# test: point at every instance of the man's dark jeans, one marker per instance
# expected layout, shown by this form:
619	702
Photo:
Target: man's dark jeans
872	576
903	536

==

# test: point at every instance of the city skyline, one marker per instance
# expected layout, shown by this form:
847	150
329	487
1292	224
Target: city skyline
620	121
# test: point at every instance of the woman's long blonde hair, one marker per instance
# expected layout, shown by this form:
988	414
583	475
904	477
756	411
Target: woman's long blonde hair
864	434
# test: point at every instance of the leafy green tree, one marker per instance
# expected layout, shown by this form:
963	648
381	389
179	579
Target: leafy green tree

• **Exercise directions**
If a line of the entries contains "tree", it counts; say how many such lines there are and give only the number.

• **Task solution**
2